Information provided START

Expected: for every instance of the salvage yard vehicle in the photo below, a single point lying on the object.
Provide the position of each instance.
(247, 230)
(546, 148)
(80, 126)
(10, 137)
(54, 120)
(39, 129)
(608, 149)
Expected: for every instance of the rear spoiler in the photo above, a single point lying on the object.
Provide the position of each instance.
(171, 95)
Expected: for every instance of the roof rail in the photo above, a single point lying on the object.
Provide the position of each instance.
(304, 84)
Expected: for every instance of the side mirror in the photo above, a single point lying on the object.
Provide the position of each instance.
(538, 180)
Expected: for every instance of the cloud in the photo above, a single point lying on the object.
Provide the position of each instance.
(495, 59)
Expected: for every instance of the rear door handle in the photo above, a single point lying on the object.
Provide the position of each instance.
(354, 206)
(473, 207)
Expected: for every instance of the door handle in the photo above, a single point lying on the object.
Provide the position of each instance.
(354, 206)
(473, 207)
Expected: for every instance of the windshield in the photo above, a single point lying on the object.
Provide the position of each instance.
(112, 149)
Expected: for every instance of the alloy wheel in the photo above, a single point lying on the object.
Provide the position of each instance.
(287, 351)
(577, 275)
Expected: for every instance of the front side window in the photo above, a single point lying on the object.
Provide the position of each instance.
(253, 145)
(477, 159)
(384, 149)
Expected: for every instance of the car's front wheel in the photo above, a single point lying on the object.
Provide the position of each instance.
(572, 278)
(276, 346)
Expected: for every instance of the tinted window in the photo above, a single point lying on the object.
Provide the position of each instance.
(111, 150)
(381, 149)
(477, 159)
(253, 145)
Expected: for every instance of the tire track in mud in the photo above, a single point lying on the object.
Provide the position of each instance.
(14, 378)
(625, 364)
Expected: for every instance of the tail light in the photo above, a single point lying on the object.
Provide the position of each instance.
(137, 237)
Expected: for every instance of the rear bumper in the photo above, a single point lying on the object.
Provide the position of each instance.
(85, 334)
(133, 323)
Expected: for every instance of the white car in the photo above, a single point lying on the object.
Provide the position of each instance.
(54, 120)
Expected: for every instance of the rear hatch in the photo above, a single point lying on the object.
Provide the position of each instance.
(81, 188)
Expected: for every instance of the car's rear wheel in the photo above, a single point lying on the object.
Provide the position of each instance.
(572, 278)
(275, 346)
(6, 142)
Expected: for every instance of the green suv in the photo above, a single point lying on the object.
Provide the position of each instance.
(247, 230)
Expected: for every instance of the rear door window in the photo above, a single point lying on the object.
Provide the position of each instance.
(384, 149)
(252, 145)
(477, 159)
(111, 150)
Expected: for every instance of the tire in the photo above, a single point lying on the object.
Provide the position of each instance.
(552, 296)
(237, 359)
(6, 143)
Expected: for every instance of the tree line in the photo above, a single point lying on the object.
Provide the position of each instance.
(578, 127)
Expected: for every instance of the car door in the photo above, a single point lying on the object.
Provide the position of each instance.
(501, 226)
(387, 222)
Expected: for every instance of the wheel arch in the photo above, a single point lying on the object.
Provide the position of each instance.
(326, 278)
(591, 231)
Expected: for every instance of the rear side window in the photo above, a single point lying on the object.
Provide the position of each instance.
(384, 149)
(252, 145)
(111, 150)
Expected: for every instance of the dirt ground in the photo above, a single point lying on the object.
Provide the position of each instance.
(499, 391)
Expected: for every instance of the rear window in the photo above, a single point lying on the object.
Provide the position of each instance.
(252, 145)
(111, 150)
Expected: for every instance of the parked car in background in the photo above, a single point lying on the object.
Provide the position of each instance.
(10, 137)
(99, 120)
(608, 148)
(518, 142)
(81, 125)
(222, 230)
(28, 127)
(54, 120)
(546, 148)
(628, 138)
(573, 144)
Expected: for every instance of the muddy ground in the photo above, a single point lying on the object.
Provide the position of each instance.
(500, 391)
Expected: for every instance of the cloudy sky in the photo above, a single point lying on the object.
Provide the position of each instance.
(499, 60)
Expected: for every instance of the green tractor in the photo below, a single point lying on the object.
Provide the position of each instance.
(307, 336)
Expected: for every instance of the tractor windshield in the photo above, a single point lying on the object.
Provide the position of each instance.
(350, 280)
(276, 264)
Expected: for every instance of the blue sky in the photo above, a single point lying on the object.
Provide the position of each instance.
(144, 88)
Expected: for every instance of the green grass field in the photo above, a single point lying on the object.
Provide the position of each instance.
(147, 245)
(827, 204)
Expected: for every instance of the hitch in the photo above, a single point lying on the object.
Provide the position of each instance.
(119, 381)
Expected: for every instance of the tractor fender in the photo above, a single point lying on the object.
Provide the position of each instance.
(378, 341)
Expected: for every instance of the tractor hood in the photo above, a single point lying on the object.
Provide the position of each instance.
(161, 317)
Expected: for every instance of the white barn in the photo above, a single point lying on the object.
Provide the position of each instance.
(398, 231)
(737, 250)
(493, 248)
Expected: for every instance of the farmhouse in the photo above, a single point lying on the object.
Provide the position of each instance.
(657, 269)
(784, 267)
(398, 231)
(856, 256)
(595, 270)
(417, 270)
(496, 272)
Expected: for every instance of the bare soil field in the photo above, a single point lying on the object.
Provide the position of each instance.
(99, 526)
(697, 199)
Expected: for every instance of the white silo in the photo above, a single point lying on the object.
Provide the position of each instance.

Information provided END

- **Task description**: All of the entries should be repeated word for word.

- **Response to the exercise**:
Expected: for every instance of the salvage yard vehicle in the photo below, a single point lying on the object.
Provide the position of each instance.
(247, 230)
(546, 148)
(80, 126)
(10, 137)
(54, 120)
(39, 129)
(608, 149)
Expected: for every instance of the rear spoiler in the photo above, a single point lying on the object.
Provide the position of each instance.
(171, 95)
Expected: for every instance of the roof rail in the photo above, a single point lying on the object.
Provide the position of each instance.
(304, 84)
Expected: for every instance of the side mirror in the photo above, a single point lying on the object.
Provide the position of each instance.
(538, 180)
Expected: for every instance of the cloud in the photo above, a single point lying on the object.
Provide the position of each instance.
(495, 59)
Expected: for every instance of the rear door handle in the photo above, a single point lying on the object.
Provide the position of each instance.
(354, 206)
(473, 207)
Expected: for every instance of the door handle in the photo above, a single point lying on the object.
Provide the position of each instance.
(354, 206)
(473, 207)
Expected: for every instance of the windshield in the photo above, a single point lying on the object.
Provide the position of each instance.
(112, 149)
Expected: for every instance of the alloy wheel in the photo above, a single point lying on the object.
Provide the position of each instance.
(287, 351)
(577, 275)
Expected: for every instance of the front side window in the photo above, a single point lying on the object.
Provide the position of each instance.
(253, 145)
(477, 159)
(384, 149)
Expected: for every instance of the car's front wheel in the photo above, a single point lying on the object.
Provide the position of each instance.
(572, 278)
(276, 346)
Expected: for every instance of the tinted window in the photo above, a single point lying on the object.
Provide the position of each instance.
(111, 150)
(381, 149)
(477, 159)
(253, 145)
Expected: for every instance of the tire track in mud in the photo above, a single point lying on the object.
Provide the position of each instance.
(14, 378)
(625, 364)
Expected: for every instance of the tail light in the photo above, a single point lying on the object.
Provide the position of each instance.
(137, 237)
Expected: for every instance of the rear bumper in the photo above, a single point lying on the object.
Provide the position of each instance.
(85, 334)
(133, 323)
Expected: for every instance of the white car in the photo above, a single point lying on the object.
Provide the position of each instance.
(54, 120)
Expected: for every instance of the rear hatch in the photo above, a single point lying on the object.
Provide the position of each instance.
(81, 188)
Expected: for every instance of the car's rear wheel in the photo above, a single point lying on the object.
Provide the position of each instance.
(572, 278)
(275, 346)
(6, 142)
Expected: for every instance of the green suv in the photo above, a single point lying on the object.
Provide the position of each instance.
(247, 230)
Expected: for every instance of the rear door window in the photo above, a single point lying on the object.
Provide the position of each instance.
(384, 149)
(252, 145)
(477, 159)
(111, 150)
Expected: for every instance of the tire in the photo above, a single point lying on the object.
Provide the position of each instance.
(552, 296)
(237, 359)
(6, 143)
Expected: for every instance of the tree line in the photo above, a single point lying on the object.
Provide the position of each instance.
(578, 127)
Expected: for every instance of the car door in the photo above, a single point lying on the object.
Provide the position of each instance.
(501, 226)
(387, 222)
Expected: for every instance of the wheel arch in the photo above, a single point lying on the object.
Provide the position of each instance.
(326, 278)
(591, 231)
Expected: for every instance of the rear side window in the photo above, a single point lying on the object.
Provide the position of each instance.
(384, 149)
(252, 145)
(111, 150)
Expected: for every instance of the dirt ground in the photo above, a single point lying on the object.
Provide the position of each instance.
(499, 391)
Expected: for every instance of the rear window in the photo above, a single point lying on the object.
Provide the position of each instance.
(252, 145)
(111, 150)
Expected: for every instance of the parked car in background in the photo above, a single point lying on the object.
Provide the position of each instance.
(10, 137)
(99, 120)
(608, 148)
(518, 142)
(81, 125)
(222, 230)
(28, 127)
(54, 120)
(546, 148)
(628, 138)
(573, 144)
Expected: for every instance of the muddy ground in the photo above, a single point lying on the object.
Provide the position of each instance.
(500, 391)
Expected: for every instance of the cloudy sky in the photo above, a single point lying on the object.
Provide the position of each instance.
(499, 60)
Expected: for every instance of the green tractor in the photo below, a single point lying on the object.
Provide the position of each instance.
(307, 336)
Expected: for every instance of the tractor windshield in the photo above, a single point lying on the object.
Provide the position of each instance.
(350, 280)
(276, 264)
Expected: for every instance of the blue sky in the photo above, a single point lying on the object.
Provide the position of each instance.
(144, 88)
Expected: for every instance of the green grass field in the photo above, a single point lying on the object.
Provide the position of each instance.
(147, 245)
(827, 204)
Expected: for every instance of the hitch in the photo above, a single point lying on the object.
Provide the position of each instance.
(119, 381)
Expected: for every instance of the tractor fender in the photo above, a single point lying on the object.
Provide the position of each instance.
(378, 341)
Expected: for every instance of the tractor hood in the photo above, a single point lying on the object.
Provide the position of each instance.
(161, 317)
Expected: for every instance of the white barn in the photo above, a single point lying on the object.
Provide the position of each instance.
(398, 231)
(737, 250)
(493, 248)
Expected: for every instance of the farmhouse in the photo above, a single point lying on the object.
Provide the position of each instance.
(657, 269)
(784, 267)
(398, 231)
(856, 256)
(595, 270)
(417, 270)
(496, 272)
Expected: for every instance of the bare soil field in the photo above, a single point lying on the object.
Provide the position of each instance.
(99, 526)
(697, 199)
Expected: for every instance of the white silo in the photo above, a single point lying on the object.
Provide the position of each instance.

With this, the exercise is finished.